TASK STATEMENT:
Extract each line of the data below that contains the word "candle". Case counts.

DATA FOR THE TASK:
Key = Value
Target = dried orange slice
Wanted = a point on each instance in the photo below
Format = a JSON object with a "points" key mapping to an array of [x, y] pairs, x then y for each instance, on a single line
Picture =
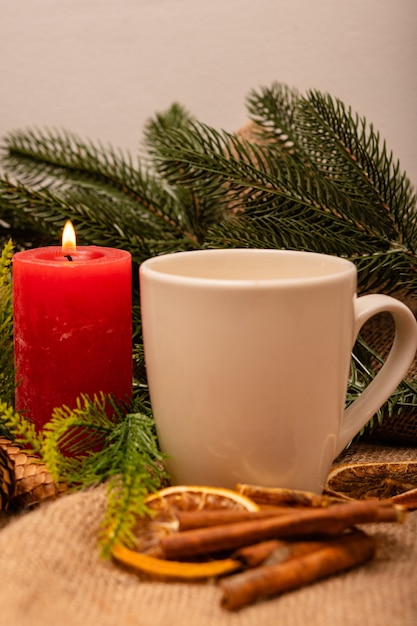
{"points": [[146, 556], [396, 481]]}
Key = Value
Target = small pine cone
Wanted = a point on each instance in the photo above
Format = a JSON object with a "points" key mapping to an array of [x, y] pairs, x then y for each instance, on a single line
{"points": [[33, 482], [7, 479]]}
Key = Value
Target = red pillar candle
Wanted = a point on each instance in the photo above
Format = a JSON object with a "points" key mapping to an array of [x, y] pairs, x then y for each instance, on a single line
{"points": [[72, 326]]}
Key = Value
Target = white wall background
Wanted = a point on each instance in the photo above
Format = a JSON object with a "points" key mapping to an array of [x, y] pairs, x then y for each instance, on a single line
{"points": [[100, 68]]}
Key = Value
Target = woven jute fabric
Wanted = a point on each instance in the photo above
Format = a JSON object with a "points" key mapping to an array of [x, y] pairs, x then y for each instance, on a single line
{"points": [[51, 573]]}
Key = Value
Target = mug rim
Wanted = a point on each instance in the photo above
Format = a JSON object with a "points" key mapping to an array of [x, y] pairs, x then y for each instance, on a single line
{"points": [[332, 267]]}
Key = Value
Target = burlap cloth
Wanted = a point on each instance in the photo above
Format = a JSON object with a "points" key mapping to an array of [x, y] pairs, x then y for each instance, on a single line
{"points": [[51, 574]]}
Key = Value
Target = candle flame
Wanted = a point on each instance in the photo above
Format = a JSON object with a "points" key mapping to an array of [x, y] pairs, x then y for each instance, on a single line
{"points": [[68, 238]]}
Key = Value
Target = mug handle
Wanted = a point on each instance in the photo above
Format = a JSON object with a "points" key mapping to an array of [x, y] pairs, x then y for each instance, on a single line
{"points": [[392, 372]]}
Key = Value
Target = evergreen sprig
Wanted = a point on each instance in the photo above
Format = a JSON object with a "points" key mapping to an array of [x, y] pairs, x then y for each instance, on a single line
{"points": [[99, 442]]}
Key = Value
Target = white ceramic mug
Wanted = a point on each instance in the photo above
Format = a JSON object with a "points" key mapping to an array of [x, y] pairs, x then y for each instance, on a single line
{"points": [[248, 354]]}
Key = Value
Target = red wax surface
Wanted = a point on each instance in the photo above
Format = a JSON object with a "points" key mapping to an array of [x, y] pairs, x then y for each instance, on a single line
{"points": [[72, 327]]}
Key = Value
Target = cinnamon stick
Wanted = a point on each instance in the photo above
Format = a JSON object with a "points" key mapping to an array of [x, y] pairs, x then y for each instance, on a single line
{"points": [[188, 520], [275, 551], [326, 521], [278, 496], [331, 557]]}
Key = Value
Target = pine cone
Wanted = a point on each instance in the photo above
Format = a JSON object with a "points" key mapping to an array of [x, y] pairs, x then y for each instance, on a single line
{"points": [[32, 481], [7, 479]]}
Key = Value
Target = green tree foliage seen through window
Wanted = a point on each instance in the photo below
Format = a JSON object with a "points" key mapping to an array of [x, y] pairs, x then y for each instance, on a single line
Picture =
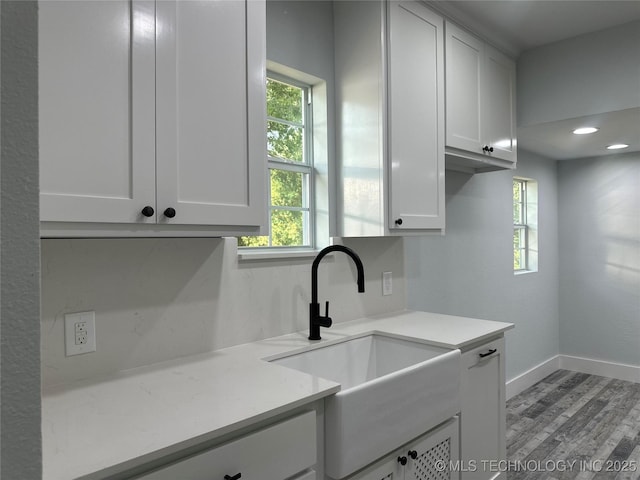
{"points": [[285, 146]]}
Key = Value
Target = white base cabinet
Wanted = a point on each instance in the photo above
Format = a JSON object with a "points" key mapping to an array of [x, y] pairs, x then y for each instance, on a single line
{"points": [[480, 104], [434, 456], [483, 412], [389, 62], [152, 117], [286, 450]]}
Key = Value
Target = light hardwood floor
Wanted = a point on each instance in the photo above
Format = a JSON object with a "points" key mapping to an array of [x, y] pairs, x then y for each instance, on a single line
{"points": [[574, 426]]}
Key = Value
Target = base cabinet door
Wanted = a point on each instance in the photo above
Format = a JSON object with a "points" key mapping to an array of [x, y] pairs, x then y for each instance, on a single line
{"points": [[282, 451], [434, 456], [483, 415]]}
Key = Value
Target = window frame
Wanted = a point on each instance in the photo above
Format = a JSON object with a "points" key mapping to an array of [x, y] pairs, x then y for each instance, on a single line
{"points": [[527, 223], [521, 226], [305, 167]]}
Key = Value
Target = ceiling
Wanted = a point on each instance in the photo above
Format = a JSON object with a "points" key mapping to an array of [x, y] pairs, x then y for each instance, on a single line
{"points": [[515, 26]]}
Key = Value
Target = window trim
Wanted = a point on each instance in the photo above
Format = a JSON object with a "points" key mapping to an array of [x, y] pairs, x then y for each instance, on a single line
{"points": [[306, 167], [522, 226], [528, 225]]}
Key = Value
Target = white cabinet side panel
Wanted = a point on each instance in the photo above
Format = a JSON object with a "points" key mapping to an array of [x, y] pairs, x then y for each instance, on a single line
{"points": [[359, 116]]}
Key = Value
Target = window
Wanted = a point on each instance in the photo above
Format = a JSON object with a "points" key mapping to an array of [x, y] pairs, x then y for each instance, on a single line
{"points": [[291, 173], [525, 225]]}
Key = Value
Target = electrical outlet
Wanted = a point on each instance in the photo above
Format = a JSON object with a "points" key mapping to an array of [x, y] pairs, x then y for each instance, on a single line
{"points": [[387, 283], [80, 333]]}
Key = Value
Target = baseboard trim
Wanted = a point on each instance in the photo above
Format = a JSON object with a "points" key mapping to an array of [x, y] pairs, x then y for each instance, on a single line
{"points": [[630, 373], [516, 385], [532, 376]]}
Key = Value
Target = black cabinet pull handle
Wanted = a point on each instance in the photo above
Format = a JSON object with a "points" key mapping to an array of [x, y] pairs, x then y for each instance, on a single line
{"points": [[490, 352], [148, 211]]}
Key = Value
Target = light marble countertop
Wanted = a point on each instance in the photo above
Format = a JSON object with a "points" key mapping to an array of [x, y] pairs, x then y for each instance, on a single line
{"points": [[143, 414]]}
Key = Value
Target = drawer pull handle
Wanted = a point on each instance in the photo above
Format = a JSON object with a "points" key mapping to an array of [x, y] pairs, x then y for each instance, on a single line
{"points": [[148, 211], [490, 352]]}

ANSWER TO THE EXERCISE:
Target = red pillar candle
Target = candle flame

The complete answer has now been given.